Task instructions => Update the entries from their start through the line containing "positive clicks: (47, 207)", inclusive, replacing "rough mask" with "coarse mask" and leaving all else unchanged. Omit the pictures from your answer.

Records excerpted from a collection
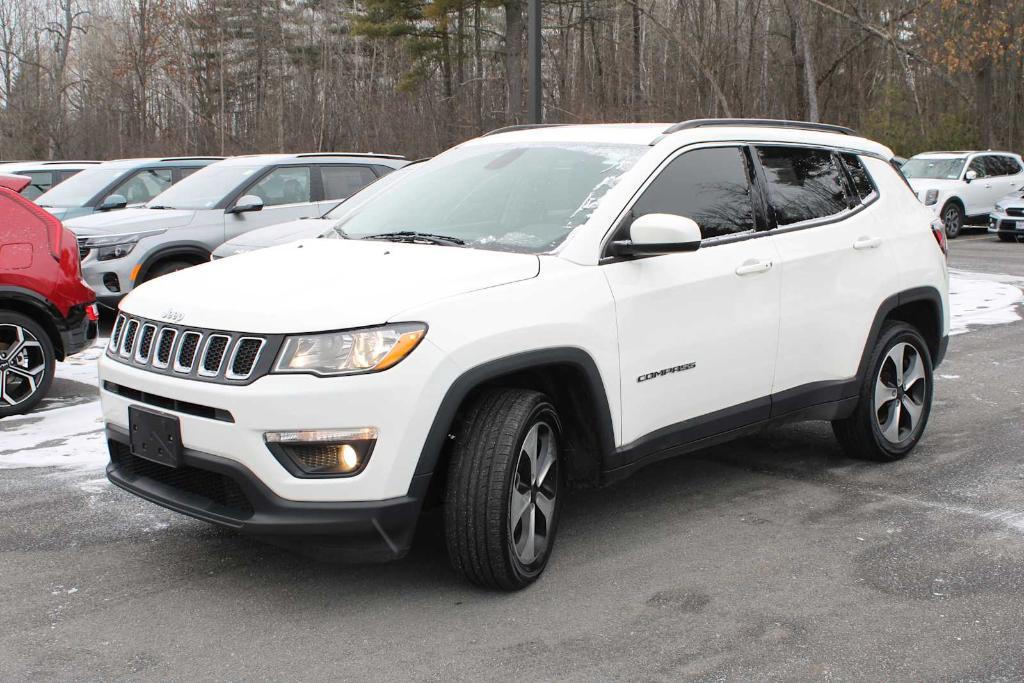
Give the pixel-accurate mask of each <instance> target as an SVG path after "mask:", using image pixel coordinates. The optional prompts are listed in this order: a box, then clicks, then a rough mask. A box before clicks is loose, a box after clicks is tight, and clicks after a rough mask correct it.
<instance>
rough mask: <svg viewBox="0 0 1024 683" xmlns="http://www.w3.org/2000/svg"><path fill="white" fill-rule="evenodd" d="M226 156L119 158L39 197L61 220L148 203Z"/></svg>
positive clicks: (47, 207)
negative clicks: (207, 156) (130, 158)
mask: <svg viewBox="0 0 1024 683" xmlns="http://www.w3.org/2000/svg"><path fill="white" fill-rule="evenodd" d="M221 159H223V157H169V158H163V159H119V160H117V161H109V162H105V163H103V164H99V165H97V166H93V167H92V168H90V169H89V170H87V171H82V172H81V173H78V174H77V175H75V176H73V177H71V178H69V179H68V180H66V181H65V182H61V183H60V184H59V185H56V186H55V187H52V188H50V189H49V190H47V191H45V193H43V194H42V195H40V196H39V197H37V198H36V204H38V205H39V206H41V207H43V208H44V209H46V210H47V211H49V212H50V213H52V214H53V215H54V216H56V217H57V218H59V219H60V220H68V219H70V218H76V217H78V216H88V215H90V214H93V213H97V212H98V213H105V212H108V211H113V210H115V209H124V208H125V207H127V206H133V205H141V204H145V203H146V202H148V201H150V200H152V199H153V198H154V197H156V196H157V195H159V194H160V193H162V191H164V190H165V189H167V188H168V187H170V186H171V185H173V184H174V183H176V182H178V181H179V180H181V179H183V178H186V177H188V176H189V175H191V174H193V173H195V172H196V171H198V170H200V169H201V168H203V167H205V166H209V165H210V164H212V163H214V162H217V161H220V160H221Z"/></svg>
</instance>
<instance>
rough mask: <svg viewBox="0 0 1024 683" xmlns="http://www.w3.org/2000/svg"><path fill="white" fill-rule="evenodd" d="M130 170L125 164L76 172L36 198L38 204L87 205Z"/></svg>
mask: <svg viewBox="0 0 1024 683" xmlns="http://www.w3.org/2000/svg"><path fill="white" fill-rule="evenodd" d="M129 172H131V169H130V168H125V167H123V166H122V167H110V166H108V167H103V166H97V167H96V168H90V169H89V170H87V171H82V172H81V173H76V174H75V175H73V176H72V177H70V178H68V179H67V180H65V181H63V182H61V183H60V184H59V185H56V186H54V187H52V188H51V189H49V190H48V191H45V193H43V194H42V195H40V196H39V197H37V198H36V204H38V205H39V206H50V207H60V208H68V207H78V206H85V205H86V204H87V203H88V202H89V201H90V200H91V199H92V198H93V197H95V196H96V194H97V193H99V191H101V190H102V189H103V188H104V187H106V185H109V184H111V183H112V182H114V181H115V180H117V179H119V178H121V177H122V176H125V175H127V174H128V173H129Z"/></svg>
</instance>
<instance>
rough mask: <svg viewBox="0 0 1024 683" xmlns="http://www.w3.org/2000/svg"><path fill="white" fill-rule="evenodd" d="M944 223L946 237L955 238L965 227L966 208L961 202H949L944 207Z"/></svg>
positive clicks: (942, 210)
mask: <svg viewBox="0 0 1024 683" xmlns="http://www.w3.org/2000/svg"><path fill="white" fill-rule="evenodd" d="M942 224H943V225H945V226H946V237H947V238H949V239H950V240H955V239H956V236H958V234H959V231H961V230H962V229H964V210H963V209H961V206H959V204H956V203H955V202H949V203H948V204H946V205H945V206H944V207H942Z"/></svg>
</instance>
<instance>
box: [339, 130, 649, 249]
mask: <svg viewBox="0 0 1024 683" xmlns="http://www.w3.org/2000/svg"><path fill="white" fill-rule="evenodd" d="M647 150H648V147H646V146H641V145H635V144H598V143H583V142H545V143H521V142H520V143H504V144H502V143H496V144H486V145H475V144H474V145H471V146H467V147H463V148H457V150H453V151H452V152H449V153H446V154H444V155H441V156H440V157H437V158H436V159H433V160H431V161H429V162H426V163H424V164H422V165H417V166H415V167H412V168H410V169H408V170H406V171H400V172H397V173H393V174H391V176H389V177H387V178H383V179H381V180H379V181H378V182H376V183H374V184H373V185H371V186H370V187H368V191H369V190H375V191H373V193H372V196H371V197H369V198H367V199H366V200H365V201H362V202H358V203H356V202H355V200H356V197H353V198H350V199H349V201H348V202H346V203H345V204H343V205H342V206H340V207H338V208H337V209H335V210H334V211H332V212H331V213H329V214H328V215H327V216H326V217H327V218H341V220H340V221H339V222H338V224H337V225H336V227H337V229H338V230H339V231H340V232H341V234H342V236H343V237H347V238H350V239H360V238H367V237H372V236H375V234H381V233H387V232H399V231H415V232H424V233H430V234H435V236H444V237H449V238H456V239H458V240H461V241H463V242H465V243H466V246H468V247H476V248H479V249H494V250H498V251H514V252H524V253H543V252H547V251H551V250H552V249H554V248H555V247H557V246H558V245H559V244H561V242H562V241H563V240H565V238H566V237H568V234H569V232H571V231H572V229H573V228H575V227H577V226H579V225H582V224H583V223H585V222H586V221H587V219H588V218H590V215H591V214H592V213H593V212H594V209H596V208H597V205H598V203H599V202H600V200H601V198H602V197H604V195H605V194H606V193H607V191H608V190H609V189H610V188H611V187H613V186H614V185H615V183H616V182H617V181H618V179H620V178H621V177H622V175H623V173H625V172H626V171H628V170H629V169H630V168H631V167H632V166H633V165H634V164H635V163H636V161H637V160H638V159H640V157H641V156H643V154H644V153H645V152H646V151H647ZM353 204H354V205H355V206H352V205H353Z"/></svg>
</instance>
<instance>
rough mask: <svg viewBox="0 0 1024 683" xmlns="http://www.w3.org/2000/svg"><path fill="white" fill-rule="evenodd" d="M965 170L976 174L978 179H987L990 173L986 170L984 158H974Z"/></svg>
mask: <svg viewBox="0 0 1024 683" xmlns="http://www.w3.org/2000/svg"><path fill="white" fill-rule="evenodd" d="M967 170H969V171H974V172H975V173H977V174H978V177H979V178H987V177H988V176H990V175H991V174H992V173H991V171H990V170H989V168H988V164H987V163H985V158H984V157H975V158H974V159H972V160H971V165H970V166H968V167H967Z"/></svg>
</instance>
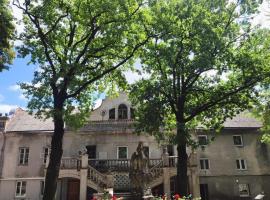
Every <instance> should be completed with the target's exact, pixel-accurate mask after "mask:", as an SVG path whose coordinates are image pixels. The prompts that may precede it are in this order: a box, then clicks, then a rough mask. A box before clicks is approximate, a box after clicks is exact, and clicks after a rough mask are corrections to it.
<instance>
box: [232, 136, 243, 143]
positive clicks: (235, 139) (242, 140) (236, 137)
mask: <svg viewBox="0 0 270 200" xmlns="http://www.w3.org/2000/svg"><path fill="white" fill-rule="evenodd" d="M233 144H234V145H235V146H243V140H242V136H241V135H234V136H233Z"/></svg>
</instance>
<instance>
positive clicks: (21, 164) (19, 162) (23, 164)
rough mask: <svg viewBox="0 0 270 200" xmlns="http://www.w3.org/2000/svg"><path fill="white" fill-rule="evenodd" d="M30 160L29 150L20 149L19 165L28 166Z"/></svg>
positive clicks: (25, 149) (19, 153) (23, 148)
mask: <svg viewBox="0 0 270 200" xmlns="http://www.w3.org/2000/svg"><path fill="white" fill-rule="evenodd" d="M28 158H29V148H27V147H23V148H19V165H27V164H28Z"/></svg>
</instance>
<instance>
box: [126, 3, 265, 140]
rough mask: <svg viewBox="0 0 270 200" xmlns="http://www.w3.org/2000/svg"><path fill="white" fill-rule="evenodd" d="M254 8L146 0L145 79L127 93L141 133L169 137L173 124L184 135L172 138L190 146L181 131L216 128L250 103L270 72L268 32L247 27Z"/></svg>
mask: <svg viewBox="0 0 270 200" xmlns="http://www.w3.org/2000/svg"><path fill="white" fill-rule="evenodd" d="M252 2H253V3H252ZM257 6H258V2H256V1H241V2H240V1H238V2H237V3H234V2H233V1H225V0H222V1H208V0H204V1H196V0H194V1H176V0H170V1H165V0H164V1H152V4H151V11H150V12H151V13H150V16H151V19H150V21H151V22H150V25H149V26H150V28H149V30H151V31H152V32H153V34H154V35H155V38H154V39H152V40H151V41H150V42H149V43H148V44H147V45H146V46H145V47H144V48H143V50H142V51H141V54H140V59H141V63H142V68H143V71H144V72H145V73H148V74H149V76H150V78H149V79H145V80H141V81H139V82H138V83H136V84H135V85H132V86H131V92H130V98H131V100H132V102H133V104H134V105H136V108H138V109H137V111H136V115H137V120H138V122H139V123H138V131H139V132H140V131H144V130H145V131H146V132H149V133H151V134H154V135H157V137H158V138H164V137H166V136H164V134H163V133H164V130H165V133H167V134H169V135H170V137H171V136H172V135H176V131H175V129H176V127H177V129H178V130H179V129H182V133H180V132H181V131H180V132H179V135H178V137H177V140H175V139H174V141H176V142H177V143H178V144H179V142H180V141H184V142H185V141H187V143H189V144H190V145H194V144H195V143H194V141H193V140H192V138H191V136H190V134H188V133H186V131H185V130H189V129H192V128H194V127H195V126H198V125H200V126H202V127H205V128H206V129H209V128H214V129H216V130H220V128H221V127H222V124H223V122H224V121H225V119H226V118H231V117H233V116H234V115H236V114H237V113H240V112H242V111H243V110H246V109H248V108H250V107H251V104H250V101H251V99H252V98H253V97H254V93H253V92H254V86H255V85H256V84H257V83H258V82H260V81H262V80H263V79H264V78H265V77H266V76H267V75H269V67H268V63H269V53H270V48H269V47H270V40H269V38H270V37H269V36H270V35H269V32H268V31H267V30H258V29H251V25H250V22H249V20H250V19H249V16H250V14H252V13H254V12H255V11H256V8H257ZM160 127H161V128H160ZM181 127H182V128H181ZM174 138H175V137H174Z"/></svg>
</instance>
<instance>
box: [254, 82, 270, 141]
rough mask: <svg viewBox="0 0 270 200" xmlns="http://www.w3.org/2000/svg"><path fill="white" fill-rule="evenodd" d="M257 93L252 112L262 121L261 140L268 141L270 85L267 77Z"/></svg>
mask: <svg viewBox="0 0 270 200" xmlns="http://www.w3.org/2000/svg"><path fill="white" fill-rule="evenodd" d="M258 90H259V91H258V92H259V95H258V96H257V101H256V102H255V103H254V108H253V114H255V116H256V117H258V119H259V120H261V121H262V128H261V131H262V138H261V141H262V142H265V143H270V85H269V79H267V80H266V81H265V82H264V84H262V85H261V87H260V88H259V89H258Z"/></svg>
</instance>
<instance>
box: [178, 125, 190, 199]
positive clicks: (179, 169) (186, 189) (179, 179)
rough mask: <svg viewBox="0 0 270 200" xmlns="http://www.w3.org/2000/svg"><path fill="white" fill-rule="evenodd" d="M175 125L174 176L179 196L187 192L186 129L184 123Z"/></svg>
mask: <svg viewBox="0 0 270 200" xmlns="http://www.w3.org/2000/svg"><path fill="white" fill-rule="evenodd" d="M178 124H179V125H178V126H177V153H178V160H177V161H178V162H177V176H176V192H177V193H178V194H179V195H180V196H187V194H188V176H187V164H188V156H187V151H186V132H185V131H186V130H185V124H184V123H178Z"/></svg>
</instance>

Exercise solution =>
Give the pixel-accurate mask of each <instance> target as an SVG path after "mask:", using image pixel coordinates. The optional prompts are listed in this order: a box, then clicks, then a coarse mask. A box before clicks is loose, a box after clicks is tight, and clicks after a coarse mask correct it.
<instance>
coarse mask: <svg viewBox="0 0 1024 683" xmlns="http://www.w3.org/2000/svg"><path fill="white" fill-rule="evenodd" d="M226 156L119 158L39 197L61 220L148 203Z"/></svg>
positive clicks: (47, 207)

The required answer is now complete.